- _Directions_: List all lines of the data that include the string "shutter".

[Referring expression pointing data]
########################################

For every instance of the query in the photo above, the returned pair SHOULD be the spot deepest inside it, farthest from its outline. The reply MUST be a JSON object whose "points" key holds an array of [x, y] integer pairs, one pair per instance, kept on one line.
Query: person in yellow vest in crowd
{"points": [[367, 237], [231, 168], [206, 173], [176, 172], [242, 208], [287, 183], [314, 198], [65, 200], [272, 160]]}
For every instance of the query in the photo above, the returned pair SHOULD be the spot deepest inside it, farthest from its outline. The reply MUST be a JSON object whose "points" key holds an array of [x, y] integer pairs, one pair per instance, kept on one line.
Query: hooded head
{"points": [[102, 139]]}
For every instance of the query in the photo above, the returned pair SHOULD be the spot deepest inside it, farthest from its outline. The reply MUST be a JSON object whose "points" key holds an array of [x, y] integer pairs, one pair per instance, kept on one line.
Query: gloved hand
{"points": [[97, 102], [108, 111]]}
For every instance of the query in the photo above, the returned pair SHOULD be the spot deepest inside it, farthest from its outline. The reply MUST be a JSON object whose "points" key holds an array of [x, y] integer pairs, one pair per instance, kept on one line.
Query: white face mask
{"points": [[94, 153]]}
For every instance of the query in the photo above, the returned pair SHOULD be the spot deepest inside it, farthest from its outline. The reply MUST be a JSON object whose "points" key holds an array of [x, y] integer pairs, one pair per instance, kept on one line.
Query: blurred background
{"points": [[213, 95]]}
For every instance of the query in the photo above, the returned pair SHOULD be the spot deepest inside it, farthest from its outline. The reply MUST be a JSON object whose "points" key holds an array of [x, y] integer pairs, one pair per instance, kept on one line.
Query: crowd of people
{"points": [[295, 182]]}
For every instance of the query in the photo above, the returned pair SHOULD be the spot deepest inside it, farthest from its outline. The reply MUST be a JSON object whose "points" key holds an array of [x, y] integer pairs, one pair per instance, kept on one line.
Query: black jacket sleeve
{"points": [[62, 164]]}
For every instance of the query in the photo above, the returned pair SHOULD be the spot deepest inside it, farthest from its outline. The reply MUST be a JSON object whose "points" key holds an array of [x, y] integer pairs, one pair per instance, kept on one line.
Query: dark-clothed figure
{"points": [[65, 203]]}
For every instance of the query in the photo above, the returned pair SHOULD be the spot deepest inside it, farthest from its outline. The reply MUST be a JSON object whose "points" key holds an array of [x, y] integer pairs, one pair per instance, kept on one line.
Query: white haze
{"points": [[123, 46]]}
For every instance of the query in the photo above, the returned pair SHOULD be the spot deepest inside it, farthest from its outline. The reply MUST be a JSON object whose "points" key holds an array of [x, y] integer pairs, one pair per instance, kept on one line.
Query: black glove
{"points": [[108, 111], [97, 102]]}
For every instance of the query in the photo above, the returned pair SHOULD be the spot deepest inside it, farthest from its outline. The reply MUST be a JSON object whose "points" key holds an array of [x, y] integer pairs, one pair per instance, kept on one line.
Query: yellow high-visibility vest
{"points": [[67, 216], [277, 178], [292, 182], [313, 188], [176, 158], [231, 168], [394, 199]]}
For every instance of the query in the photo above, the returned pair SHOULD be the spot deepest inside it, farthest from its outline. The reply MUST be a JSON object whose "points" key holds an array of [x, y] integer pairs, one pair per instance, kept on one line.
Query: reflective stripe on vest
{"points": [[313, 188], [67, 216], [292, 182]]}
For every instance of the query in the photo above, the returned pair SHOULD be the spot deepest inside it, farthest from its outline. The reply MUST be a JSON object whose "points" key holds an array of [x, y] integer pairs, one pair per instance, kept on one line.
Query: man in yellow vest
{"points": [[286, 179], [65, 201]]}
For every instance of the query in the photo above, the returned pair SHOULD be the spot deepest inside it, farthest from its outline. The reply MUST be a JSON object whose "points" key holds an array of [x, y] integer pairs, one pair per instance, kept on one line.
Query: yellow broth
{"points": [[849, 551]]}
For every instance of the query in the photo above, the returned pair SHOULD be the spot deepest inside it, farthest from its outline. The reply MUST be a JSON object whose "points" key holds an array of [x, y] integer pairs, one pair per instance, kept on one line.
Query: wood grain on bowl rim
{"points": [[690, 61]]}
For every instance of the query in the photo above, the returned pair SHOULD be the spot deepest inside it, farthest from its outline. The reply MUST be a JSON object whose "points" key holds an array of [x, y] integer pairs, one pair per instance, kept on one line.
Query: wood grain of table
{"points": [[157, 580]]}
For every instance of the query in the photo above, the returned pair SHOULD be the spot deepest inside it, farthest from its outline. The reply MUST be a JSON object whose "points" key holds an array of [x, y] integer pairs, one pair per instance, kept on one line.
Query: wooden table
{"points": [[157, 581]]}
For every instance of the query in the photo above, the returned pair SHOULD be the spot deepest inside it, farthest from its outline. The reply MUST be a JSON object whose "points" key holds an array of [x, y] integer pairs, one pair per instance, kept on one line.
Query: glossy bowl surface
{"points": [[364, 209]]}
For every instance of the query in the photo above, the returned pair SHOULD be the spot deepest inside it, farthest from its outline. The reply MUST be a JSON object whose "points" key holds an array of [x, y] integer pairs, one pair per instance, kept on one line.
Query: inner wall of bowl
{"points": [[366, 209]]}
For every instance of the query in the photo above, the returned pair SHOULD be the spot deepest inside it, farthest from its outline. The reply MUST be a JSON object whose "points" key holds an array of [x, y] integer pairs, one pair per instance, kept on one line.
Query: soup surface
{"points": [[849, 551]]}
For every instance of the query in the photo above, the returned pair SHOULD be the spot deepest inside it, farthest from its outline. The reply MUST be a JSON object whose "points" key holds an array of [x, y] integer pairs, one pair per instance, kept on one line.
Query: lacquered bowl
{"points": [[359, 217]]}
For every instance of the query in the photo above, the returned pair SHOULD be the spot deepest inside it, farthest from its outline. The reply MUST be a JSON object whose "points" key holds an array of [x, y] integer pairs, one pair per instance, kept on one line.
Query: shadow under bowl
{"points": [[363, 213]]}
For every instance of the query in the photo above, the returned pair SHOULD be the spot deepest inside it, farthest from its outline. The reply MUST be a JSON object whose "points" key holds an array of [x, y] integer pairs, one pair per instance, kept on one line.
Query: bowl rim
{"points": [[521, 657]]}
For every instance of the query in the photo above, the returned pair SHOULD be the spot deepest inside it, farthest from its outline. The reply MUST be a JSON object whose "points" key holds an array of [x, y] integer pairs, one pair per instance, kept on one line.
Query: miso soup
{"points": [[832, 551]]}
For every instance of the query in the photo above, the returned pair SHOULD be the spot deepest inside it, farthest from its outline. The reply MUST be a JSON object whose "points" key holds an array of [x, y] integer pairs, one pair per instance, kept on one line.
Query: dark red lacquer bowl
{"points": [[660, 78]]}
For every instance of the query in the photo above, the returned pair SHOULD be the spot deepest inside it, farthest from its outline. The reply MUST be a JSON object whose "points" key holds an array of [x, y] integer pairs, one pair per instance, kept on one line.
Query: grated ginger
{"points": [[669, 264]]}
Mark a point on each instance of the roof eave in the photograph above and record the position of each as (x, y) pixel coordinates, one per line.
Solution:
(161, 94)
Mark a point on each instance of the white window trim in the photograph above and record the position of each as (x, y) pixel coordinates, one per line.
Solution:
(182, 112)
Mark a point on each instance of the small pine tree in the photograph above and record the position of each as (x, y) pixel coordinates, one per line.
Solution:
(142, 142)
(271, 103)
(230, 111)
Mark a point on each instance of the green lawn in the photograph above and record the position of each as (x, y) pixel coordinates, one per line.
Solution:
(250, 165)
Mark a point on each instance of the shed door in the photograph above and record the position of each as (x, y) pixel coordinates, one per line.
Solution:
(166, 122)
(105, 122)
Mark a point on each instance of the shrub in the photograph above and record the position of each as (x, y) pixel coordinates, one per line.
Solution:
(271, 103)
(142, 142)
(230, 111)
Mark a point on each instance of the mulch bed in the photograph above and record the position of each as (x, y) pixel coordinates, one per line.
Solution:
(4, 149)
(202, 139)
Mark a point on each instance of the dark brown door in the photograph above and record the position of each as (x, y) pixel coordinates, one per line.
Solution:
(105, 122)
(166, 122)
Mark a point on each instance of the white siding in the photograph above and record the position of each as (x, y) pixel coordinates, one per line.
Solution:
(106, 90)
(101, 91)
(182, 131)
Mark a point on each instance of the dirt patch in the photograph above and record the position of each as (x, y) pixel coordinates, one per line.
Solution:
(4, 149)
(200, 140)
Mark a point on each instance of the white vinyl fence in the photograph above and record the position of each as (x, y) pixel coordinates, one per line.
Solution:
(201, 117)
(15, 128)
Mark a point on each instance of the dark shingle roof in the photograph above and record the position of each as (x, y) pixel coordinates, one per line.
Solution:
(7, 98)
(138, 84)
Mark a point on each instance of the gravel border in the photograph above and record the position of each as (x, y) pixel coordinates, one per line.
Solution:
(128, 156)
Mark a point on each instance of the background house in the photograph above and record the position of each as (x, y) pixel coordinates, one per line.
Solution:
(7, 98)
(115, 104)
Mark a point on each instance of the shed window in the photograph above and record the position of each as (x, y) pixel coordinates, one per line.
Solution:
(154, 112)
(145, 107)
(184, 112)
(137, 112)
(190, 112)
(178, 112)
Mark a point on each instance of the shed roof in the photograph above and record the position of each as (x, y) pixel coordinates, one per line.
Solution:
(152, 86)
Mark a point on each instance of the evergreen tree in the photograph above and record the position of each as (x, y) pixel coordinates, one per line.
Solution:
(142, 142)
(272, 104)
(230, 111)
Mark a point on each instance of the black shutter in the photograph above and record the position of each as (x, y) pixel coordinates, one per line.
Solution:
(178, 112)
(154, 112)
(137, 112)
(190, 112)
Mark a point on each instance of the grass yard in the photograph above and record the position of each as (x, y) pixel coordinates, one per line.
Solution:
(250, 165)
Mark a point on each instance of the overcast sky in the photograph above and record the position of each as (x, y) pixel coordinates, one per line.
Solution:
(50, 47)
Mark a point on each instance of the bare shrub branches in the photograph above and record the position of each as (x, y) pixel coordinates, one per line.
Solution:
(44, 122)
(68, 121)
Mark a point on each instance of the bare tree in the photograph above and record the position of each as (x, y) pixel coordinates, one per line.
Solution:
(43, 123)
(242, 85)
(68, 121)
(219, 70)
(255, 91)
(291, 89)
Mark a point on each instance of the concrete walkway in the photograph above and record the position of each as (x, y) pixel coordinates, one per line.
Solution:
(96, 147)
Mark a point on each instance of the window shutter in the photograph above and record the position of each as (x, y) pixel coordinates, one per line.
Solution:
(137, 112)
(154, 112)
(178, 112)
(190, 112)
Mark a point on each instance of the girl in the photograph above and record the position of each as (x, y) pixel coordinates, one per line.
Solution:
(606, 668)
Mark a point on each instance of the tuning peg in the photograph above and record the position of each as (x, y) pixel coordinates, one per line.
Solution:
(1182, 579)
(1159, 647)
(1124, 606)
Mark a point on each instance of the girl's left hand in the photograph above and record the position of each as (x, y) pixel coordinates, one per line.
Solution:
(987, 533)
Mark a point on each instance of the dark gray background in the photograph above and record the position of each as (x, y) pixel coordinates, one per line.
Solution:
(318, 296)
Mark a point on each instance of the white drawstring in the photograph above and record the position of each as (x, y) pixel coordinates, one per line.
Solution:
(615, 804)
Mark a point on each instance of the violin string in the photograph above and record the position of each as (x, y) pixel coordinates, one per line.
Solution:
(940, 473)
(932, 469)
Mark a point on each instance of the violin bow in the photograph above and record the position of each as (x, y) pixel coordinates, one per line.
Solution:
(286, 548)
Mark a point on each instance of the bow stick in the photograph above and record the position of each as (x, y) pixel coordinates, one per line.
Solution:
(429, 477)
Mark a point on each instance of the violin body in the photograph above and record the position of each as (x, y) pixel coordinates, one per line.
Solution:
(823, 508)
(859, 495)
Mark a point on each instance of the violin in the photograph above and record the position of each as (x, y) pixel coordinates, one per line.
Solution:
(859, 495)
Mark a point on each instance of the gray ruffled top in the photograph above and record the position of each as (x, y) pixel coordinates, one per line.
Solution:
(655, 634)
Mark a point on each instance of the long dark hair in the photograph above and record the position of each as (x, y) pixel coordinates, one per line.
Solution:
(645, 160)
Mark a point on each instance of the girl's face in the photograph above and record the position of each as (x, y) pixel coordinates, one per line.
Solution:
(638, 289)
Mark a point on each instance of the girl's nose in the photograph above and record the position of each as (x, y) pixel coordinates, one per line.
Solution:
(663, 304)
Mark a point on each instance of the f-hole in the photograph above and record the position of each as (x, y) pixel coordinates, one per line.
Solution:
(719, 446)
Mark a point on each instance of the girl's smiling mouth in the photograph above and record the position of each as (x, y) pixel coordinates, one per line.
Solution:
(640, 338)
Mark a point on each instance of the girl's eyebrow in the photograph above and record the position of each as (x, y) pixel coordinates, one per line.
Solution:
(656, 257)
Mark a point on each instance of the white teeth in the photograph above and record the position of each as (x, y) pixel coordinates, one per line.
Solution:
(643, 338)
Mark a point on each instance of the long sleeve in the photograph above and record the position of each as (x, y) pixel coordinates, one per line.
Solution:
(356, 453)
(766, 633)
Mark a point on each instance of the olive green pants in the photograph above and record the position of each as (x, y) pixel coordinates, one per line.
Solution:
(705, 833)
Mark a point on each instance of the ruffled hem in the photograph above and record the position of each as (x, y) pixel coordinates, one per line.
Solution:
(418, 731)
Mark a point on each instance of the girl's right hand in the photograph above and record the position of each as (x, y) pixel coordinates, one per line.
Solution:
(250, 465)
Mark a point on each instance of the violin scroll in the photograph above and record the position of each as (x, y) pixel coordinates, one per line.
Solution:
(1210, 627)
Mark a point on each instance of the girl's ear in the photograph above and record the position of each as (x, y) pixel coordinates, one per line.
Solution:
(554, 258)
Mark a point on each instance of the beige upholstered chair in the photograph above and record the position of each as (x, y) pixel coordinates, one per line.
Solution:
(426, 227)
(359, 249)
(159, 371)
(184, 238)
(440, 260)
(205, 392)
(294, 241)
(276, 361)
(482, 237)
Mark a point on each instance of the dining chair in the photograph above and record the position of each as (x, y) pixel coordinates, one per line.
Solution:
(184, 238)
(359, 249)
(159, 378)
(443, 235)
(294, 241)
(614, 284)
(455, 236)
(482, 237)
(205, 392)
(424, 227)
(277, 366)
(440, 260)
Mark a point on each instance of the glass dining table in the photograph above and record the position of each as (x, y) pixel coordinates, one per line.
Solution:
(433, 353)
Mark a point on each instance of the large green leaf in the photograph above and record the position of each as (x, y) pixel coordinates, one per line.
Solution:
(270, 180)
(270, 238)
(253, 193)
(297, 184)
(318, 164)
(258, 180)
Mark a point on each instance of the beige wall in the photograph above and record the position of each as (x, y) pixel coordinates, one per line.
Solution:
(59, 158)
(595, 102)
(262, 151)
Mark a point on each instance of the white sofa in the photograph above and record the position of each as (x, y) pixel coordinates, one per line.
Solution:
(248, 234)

########################################

- _Output_:
Mark a point on each instance of the black shutter in the photograph above and record the position of each as (x, y) pixel coordinates, one per line.
Mark a point on each instance of the window shutter in the photograph above and record the position of each as (x, y) pixel coordinates, one per line.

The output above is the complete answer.